Stated goal.
Which lines of the data below contain the string "dark"? Pull out each of those lines in full, matching case exactly.

━━ Supplied data ━━

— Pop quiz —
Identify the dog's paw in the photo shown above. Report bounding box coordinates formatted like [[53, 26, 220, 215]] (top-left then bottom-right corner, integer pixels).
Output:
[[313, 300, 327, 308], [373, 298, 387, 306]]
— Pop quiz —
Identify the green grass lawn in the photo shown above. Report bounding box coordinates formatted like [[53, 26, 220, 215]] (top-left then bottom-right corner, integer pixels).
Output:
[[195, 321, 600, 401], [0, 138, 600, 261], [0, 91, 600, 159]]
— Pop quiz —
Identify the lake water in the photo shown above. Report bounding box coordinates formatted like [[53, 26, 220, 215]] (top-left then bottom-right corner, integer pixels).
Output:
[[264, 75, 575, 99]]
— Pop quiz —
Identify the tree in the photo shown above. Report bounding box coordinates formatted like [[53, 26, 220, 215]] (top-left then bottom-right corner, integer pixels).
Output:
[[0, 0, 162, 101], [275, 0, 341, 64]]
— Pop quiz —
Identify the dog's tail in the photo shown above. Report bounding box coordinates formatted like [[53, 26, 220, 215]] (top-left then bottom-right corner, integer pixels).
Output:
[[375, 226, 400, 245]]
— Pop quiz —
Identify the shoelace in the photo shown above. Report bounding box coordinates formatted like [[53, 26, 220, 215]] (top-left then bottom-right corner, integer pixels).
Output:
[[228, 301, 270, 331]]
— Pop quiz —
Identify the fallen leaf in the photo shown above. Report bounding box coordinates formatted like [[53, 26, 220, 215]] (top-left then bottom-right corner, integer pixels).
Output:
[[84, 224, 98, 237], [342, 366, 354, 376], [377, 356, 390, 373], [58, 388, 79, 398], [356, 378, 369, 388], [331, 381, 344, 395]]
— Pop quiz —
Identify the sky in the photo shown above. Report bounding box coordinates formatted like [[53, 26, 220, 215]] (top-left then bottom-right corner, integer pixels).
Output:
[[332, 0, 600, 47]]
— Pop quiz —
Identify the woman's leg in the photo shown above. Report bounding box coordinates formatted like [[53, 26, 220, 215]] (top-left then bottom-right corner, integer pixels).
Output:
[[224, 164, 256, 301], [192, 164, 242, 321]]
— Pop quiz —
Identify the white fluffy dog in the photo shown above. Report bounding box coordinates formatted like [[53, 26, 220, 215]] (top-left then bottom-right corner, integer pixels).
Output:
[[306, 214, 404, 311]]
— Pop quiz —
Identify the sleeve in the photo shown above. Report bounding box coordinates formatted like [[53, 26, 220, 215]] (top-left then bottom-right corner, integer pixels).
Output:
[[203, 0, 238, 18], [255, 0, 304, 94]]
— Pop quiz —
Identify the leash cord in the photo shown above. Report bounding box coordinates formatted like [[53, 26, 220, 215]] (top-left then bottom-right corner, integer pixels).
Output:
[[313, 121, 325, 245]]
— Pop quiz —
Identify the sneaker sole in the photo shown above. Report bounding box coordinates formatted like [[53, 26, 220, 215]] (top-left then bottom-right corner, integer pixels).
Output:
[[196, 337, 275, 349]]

━━━
━━ Supplied data ━━

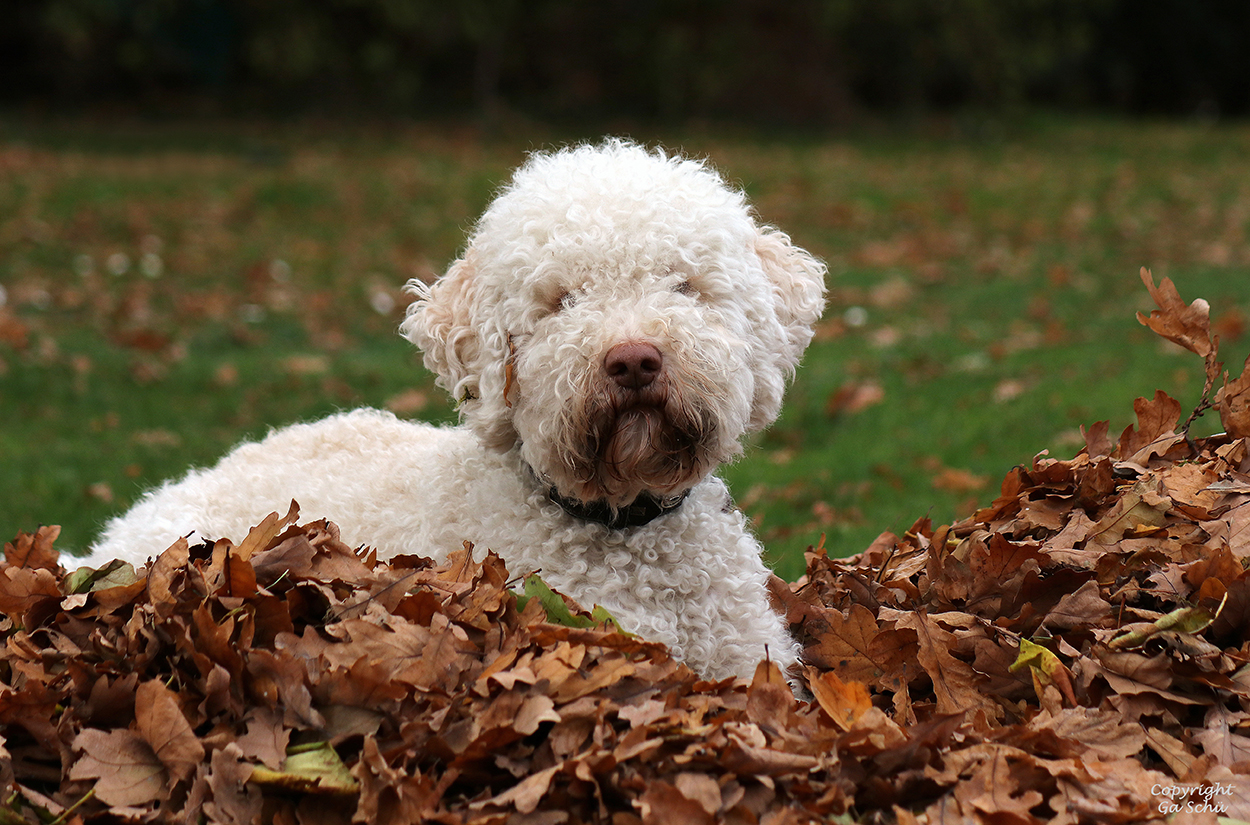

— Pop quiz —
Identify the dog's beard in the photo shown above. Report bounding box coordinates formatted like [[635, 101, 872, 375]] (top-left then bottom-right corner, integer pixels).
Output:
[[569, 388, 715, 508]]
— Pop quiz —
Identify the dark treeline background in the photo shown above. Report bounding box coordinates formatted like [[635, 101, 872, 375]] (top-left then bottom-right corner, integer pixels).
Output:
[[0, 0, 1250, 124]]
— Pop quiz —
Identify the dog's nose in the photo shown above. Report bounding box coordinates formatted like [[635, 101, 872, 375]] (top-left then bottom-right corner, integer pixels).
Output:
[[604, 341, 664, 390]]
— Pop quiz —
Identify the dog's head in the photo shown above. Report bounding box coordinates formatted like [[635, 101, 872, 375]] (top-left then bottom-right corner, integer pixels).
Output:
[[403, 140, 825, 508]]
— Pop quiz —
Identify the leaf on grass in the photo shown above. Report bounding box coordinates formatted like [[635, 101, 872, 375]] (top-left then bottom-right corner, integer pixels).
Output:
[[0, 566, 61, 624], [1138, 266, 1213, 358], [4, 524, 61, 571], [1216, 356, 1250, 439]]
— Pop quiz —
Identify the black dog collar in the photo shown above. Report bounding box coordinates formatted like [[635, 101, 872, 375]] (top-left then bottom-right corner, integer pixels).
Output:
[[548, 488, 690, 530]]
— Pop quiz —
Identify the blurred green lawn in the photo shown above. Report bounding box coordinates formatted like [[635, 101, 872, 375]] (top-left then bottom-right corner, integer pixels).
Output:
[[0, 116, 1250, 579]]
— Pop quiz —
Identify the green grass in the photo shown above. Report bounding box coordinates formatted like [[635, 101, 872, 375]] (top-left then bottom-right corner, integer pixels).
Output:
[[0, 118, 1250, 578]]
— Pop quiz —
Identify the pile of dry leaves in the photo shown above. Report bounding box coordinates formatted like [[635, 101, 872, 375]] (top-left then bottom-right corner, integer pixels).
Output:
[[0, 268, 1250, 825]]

━━━
━━ Supplied data ━━

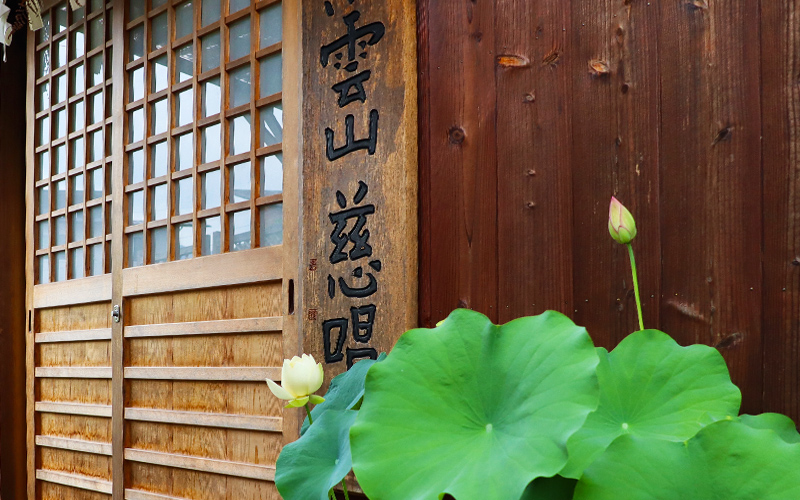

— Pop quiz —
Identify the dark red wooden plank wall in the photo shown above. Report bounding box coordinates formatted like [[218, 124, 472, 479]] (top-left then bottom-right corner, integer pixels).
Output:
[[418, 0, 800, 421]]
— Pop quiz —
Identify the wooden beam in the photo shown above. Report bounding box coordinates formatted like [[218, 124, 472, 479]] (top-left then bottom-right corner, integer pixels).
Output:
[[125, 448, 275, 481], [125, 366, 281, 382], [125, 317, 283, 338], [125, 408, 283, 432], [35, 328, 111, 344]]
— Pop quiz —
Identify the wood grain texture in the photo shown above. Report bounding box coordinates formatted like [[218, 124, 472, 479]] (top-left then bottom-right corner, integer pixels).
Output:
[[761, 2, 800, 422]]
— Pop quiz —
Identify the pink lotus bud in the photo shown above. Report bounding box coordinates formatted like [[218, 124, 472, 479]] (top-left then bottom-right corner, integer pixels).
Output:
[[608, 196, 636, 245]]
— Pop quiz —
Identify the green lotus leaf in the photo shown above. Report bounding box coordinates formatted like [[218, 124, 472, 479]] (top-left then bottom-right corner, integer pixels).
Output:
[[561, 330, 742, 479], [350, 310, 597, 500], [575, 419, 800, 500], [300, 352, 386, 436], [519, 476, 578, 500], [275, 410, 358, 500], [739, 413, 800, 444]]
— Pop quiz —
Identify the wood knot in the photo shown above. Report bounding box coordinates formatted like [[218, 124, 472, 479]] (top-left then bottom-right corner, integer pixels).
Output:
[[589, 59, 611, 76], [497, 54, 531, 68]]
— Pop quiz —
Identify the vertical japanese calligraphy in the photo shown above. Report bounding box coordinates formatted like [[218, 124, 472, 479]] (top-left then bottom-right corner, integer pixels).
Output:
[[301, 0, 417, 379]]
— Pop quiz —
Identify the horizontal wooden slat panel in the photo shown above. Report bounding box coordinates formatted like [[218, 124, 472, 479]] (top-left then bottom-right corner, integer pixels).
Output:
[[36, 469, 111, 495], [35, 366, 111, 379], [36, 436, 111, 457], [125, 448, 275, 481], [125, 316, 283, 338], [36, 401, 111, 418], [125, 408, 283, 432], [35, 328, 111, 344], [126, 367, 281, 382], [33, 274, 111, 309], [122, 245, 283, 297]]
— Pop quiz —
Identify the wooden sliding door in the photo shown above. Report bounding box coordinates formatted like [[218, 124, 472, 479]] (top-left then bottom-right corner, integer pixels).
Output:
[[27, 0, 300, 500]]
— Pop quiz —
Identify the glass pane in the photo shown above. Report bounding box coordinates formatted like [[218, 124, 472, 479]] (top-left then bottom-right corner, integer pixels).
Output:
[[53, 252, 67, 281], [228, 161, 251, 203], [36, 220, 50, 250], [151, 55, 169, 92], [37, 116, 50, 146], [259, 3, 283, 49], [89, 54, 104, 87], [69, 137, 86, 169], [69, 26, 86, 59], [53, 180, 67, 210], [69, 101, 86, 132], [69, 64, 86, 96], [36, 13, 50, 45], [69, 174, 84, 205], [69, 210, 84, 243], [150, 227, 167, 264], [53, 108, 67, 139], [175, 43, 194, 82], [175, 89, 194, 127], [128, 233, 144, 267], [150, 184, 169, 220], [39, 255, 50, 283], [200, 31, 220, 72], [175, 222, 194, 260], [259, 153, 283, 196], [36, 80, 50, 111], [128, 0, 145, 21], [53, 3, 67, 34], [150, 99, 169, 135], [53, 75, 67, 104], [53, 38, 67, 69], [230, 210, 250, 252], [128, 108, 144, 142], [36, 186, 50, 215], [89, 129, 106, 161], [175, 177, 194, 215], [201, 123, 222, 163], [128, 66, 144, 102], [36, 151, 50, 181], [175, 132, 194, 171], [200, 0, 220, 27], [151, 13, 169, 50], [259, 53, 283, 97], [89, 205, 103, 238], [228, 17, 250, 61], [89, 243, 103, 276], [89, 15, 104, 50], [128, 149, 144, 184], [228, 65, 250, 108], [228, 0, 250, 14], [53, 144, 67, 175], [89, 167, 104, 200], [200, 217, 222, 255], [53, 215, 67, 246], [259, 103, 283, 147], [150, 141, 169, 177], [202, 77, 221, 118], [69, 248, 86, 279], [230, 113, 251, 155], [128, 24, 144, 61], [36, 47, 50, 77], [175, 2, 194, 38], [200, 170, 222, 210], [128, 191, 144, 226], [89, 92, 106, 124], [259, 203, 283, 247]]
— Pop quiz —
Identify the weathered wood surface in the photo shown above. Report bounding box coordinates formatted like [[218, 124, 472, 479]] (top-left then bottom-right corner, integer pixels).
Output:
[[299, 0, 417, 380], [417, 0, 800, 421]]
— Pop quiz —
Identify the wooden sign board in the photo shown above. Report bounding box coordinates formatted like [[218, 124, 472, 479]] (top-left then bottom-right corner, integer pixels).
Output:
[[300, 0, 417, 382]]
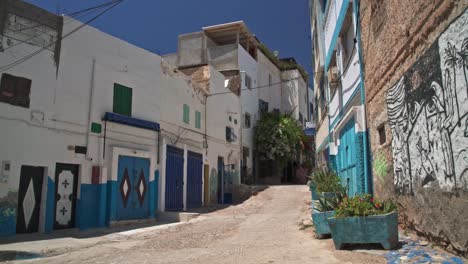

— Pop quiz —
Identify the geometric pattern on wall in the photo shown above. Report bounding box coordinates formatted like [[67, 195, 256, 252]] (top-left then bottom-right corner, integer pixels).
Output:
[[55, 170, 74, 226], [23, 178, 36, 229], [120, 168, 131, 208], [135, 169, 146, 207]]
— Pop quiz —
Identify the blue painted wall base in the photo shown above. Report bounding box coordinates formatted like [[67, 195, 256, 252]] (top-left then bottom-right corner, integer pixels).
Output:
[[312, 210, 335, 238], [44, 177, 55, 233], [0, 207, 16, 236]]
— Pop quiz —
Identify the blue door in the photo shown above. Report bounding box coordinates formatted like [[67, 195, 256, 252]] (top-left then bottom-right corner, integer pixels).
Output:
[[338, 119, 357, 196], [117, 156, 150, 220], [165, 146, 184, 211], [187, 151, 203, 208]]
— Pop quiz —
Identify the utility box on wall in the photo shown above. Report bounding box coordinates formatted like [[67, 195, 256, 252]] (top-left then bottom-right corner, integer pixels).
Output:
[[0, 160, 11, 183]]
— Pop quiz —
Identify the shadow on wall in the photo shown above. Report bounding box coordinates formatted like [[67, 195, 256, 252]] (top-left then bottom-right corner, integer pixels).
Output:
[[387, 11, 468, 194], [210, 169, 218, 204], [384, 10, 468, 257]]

━━━

Result of this exercise.
Identify the dark treeline background in the photo shown above. Report bounding box coordinates formatted like [[635, 101, 872, 375]] (top-left then bottom-right corner, integer pixels).
Identify the dark red wooden plank wall in the photo shown above. Report bounding box coordinates formatted like [[218, 124, 472, 479]] (top-left then bottom-right corner, integer pixels).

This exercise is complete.